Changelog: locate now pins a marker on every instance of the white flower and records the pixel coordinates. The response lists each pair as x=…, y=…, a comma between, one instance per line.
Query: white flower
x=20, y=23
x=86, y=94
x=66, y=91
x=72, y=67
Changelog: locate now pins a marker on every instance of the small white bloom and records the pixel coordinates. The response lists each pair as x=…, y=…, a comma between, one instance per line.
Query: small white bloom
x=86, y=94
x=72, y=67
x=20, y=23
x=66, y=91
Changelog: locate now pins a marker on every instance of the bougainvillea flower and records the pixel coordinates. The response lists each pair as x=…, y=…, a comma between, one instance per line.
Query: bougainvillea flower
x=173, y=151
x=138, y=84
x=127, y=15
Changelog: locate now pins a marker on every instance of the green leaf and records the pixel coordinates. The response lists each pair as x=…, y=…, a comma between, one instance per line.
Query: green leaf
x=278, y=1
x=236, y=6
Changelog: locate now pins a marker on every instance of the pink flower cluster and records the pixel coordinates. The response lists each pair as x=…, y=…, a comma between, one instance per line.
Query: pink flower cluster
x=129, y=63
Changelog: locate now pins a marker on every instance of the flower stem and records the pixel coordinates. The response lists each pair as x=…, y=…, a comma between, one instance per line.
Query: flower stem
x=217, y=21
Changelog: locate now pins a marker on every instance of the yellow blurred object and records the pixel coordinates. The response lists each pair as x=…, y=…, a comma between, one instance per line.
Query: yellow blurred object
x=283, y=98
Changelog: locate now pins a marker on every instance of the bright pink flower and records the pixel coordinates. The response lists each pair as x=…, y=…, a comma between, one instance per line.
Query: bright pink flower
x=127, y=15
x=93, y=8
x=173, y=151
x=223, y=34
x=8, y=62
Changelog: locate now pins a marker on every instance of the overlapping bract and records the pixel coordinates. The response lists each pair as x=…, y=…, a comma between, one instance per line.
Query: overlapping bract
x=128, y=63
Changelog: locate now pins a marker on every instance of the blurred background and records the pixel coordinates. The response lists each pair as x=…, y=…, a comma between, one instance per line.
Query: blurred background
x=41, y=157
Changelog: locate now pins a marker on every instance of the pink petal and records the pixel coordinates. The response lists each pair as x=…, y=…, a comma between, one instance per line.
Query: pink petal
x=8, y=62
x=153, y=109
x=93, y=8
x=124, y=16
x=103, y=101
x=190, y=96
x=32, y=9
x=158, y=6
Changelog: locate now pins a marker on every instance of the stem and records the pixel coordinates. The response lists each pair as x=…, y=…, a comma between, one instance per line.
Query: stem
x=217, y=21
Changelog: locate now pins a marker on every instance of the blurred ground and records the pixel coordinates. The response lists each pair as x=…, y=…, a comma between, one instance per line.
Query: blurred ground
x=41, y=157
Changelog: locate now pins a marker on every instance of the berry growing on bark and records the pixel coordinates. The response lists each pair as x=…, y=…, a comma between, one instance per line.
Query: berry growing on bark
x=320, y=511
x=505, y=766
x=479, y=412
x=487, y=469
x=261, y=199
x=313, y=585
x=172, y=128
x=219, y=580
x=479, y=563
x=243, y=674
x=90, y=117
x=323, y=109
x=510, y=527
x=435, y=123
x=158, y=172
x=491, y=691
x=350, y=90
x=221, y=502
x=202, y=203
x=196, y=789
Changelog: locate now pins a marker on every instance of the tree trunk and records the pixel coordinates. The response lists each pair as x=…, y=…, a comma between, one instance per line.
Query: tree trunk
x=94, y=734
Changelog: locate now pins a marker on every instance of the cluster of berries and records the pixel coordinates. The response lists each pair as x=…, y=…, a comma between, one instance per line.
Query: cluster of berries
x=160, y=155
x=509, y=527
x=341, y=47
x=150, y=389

• • • • • • •

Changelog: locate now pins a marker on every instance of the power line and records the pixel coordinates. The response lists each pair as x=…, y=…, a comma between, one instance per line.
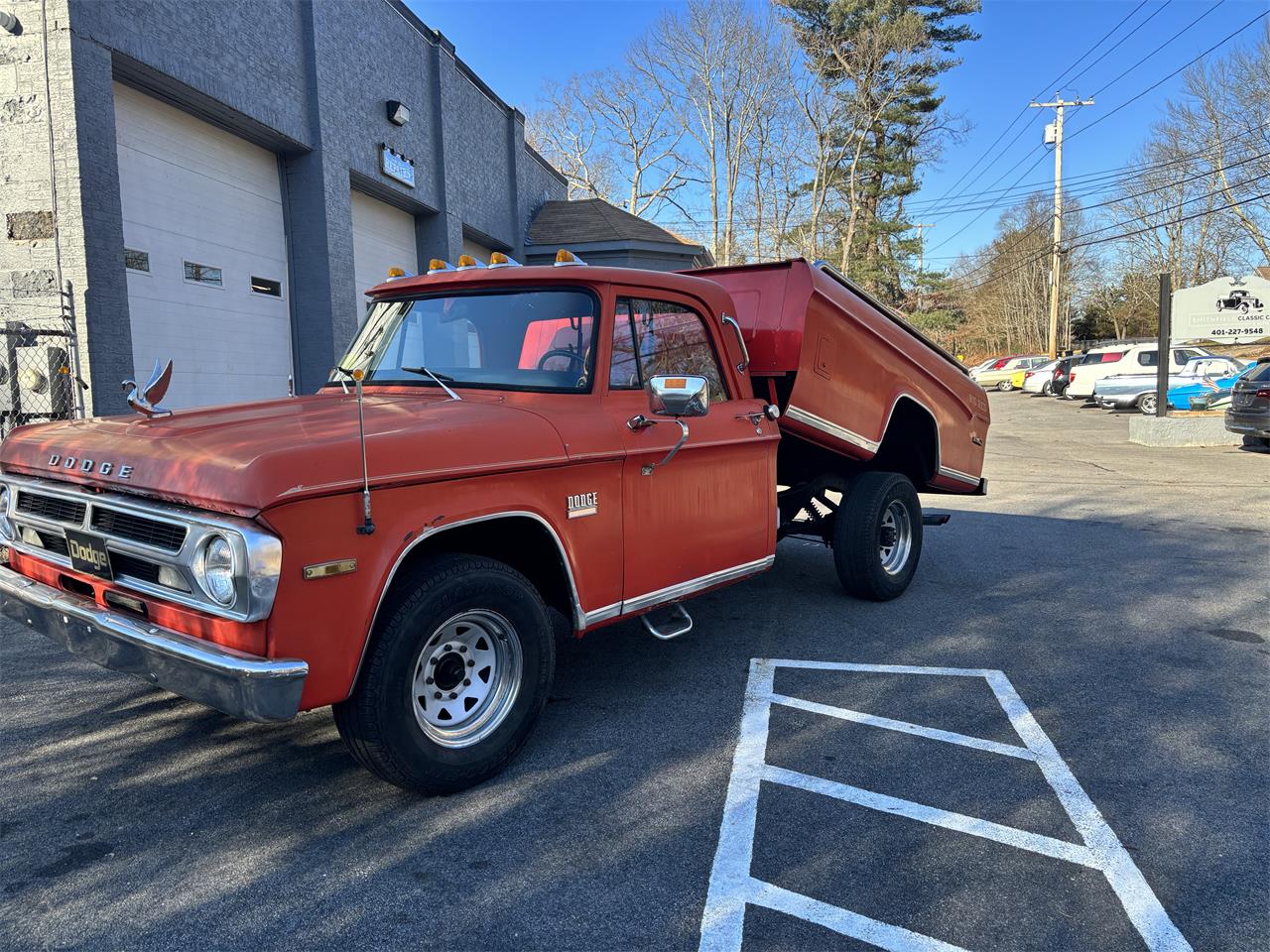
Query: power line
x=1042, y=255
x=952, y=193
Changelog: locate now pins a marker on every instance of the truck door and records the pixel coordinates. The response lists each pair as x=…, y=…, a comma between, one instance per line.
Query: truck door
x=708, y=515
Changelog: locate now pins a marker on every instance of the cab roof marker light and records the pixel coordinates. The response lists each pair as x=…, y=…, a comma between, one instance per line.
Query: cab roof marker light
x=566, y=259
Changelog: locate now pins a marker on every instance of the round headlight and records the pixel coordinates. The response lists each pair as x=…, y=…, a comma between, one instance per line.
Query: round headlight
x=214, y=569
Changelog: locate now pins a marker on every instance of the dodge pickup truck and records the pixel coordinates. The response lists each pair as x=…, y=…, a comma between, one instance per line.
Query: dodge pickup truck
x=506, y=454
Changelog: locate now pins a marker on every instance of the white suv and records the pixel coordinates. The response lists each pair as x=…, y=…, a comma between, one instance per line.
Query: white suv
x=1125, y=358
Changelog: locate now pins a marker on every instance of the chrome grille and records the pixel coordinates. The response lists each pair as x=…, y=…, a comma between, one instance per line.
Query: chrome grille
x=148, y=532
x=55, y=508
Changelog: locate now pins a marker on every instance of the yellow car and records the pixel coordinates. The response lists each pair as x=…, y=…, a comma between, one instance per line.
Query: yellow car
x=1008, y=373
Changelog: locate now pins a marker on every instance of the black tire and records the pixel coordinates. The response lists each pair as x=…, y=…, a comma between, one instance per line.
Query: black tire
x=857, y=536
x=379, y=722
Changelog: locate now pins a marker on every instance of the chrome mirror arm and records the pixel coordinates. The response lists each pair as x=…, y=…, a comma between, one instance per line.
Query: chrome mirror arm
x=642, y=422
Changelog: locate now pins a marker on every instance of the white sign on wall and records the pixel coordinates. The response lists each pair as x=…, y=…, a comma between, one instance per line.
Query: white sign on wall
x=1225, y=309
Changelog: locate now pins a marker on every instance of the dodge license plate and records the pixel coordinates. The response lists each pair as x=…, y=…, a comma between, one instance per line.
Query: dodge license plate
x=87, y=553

• • • • • • •

Recopiez à l'identique le passage qui va de la ligne contenant « of the tree » jusqu'à celle contenant « x=150, y=389 », ces deux lignes comprises.

**Réponse complète**
Changelog: locate now pins a marker on every instance of the tree trunk and records the pixel coordinates. The response lists each pair as x=…, y=…, a comma between, one instance per line.
Query: tree trunk
x=94, y=734
Changelog: locate now pins a marker on every instance of the cluster of berries and records the pixel coordinates. The response lists each pair as x=…, y=…, a comma between, one instance per line.
Query: cluster of berries
x=160, y=155
x=509, y=527
x=341, y=47
x=150, y=389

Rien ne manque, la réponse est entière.